### YOUR GOAL
Could you print every record below exactly as it appears?

(Beginning of EXERCISE MATERIAL)

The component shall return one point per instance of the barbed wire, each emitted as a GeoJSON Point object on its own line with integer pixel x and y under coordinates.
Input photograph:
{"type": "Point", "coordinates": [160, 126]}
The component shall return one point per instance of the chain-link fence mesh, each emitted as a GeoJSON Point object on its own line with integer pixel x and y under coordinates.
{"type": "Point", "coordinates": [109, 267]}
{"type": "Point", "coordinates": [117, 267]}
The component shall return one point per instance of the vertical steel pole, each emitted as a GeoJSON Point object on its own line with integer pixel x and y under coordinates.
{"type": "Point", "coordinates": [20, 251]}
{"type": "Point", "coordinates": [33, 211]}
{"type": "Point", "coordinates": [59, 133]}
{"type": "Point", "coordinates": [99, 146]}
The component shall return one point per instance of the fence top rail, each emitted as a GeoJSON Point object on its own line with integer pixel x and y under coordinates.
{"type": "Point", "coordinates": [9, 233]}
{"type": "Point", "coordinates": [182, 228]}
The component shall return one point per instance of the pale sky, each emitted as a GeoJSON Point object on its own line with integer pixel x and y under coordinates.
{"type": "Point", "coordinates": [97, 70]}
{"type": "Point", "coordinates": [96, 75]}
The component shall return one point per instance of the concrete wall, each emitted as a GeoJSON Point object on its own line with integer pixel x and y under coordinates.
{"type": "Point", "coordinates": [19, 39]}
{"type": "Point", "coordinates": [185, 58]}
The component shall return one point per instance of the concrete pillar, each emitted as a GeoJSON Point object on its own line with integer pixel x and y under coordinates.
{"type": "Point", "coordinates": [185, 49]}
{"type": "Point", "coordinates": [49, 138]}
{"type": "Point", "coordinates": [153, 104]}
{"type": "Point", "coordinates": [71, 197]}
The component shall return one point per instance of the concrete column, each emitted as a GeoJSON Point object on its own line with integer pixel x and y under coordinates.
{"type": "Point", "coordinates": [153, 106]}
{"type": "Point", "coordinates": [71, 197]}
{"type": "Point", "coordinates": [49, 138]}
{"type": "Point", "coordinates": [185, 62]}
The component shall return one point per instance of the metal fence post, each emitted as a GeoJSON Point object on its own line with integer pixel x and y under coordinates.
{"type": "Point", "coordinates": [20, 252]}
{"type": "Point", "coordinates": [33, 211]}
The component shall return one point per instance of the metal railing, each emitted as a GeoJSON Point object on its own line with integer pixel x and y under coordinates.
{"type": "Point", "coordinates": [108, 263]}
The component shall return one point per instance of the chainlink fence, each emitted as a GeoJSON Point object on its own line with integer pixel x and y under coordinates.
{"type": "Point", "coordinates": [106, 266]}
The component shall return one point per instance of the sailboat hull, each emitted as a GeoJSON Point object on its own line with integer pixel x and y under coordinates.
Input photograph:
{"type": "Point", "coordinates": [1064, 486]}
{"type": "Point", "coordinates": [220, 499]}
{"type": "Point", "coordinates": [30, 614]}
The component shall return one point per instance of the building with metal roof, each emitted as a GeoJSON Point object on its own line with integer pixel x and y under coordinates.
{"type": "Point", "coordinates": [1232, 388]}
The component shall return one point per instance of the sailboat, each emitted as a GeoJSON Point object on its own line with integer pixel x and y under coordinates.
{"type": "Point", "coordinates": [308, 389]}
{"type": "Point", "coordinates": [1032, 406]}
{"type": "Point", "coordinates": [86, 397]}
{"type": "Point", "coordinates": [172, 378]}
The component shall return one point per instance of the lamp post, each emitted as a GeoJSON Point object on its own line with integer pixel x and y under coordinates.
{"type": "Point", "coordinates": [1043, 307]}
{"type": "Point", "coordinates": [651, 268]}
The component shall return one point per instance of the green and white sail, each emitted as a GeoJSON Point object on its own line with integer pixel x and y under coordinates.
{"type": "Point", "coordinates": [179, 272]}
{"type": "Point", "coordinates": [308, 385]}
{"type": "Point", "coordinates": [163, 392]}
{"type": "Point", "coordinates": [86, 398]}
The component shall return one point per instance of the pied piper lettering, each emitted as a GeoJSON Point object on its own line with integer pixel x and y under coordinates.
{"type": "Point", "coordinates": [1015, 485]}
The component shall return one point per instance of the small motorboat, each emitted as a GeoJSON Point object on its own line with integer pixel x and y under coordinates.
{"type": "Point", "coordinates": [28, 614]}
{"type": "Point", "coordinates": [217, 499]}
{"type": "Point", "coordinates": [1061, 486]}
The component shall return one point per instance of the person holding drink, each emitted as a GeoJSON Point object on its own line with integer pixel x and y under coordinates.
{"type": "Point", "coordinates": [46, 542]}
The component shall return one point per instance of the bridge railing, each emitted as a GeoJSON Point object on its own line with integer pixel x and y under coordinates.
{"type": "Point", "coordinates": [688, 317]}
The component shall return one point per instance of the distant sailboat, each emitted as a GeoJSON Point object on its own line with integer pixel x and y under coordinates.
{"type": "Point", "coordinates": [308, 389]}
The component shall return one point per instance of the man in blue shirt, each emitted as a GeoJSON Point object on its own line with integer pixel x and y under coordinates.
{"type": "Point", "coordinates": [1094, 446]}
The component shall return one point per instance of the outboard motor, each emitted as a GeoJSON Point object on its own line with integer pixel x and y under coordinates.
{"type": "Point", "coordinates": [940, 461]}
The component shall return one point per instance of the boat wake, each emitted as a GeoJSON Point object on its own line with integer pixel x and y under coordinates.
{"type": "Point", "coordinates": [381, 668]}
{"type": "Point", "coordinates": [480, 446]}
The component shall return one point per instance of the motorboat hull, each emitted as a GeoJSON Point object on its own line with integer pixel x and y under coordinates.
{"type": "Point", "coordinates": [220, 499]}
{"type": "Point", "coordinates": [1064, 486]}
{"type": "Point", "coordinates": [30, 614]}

(End of EXERCISE MATERIAL)

### OUTPUT OF THE EXERCISE
The component shall return one point per instance of the barbed wire, each emitted as a GeoJSON Point object on its own line with integer pixel x and y under coordinates.
Input photograph:
{"type": "Point", "coordinates": [160, 126]}
The component shall return one point per instance of the chain-link fence mesh, each emitted as a GeoJSON Point object on its own line with integer pixel x and y under coordinates.
{"type": "Point", "coordinates": [109, 267]}
{"type": "Point", "coordinates": [117, 267]}
The component shall return one point per instance of the vertical steel pole, each emitted as a GeoJSON Point object on its own line with integer pixel x and y under coordinates.
{"type": "Point", "coordinates": [20, 251]}
{"type": "Point", "coordinates": [33, 211]}
{"type": "Point", "coordinates": [59, 133]}
{"type": "Point", "coordinates": [99, 146]}
The component shall return one point per instance of the fence top rail, each emitted as a GeoJSON Point object on its own line with integer pixel x and y under coordinates.
{"type": "Point", "coordinates": [9, 233]}
{"type": "Point", "coordinates": [182, 228]}
The component shall return one point per instance of the pale sky, each emitted as a GeoJSON Point object on its own line with integer pixel x and y under coordinates.
{"type": "Point", "coordinates": [97, 70]}
{"type": "Point", "coordinates": [96, 75]}
The component shall return one point per instance of the concrete wall, each emitted as a GeoJSON Point object on its own line with integer pixel x and y under coordinates.
{"type": "Point", "coordinates": [19, 39]}
{"type": "Point", "coordinates": [185, 58]}
The component shall return one point per instance of the concrete pillar, each emitted as a GeoJSON Point object on its own line with integer pixel x and y under coordinates.
{"type": "Point", "coordinates": [185, 49]}
{"type": "Point", "coordinates": [49, 138]}
{"type": "Point", "coordinates": [153, 104]}
{"type": "Point", "coordinates": [71, 197]}
The component shall return one point per instance of the concrete column, each emitted as a GeoJSON Point object on its own line with integer pixel x and y under coordinates.
{"type": "Point", "coordinates": [153, 106]}
{"type": "Point", "coordinates": [71, 197]}
{"type": "Point", "coordinates": [49, 138]}
{"type": "Point", "coordinates": [185, 62]}
The component shall return one point per instance of the metal fence post, each emitted as a GeoJSON Point object on its own line with integer pixel x and y under coordinates.
{"type": "Point", "coordinates": [20, 252]}
{"type": "Point", "coordinates": [33, 211]}
The component shall return one point per instance of the metal railing, each emitted as a GeoJSON Point object on its own line with integer pixel x and y under coordinates.
{"type": "Point", "coordinates": [108, 263]}
The component shall return one point per instance of the chainlink fence, each emitted as a GeoJSON Point object on its own line with integer pixel x and y under coordinates.
{"type": "Point", "coordinates": [106, 266]}
The component shall return one point per instance of the sailboat hull, each emitted as a GeoJSON Point object on its own line with integer pixel x and y under coordinates.
Input photograph:
{"type": "Point", "coordinates": [1064, 486]}
{"type": "Point", "coordinates": [220, 499]}
{"type": "Point", "coordinates": [30, 614]}
The component shall return one point per instance of the building with metal roof, each emitted as a GeoJSON Point object on its own line with integer pixel x and y under coordinates.
{"type": "Point", "coordinates": [1232, 388]}
The component shall return one point per instance of the sailboat, each emitted as a GeoJSON Point object on its own line with integer pixel x and y under coordinates.
{"type": "Point", "coordinates": [308, 389]}
{"type": "Point", "coordinates": [1032, 406]}
{"type": "Point", "coordinates": [86, 397]}
{"type": "Point", "coordinates": [172, 378]}
The component shall return one point per instance of the lamp post, each emitted as a GeoJSON Point object on its own line with integer pixel x and y under coordinates.
{"type": "Point", "coordinates": [1043, 307]}
{"type": "Point", "coordinates": [651, 268]}
The component shall return one point per instance of the green and white sail, each emitted as a GeoJSON Point object on its own line with integer pixel x and y under coordinates.
{"type": "Point", "coordinates": [179, 272]}
{"type": "Point", "coordinates": [308, 385]}
{"type": "Point", "coordinates": [163, 392]}
{"type": "Point", "coordinates": [86, 398]}
The component shall return one point per instance of the pied piper lettering, each emitted as a GeoJSON Point object on its own line with integer pixel x and y under coordinates.
{"type": "Point", "coordinates": [1015, 485]}
The component shall return one point per instance of the small motorboat, each emitted as a GeoJSON Point object on its own line with integer pixel x and y under coordinates.
{"type": "Point", "coordinates": [28, 614]}
{"type": "Point", "coordinates": [217, 499]}
{"type": "Point", "coordinates": [1061, 486]}
The component shall return one point per instance of the person holding drink, each emitted as a GeoJSON Point object on its own line with integer pixel x and y under coordinates.
{"type": "Point", "coordinates": [46, 542]}
The component shall return one point per instance of the bridge railing, each emitted as a GeoJSON Point object on its own line with integer pixel x and y under coordinates.
{"type": "Point", "coordinates": [688, 317]}
The component shall return one point per instance of the distant sailboat, each emitted as a GeoJSON Point object on its own line with integer pixel x and y under coordinates.
{"type": "Point", "coordinates": [308, 389]}
The component shall return one point per instance of the man in blue shirt, each emitted as a GeoJSON Point object on its own line with integer pixel x and y under coordinates.
{"type": "Point", "coordinates": [1094, 446]}
The component shall return one point per instance of the outboard motor, each emitted as a GeoJSON Point object on its own line with integer pixel x and y under coordinates.
{"type": "Point", "coordinates": [940, 461]}
The component shall return one point per instance of the boat wake, each emitted as a GeoJSON Point object on its own line with integer pixel x and y under coordinates.
{"type": "Point", "coordinates": [381, 668]}
{"type": "Point", "coordinates": [480, 446]}
The component shall return one point per instance of the motorboat hull, each emitted as a GeoJSON Point object on its own line with integer pixel x and y under coordinates.
{"type": "Point", "coordinates": [220, 499]}
{"type": "Point", "coordinates": [1064, 486]}
{"type": "Point", "coordinates": [30, 614]}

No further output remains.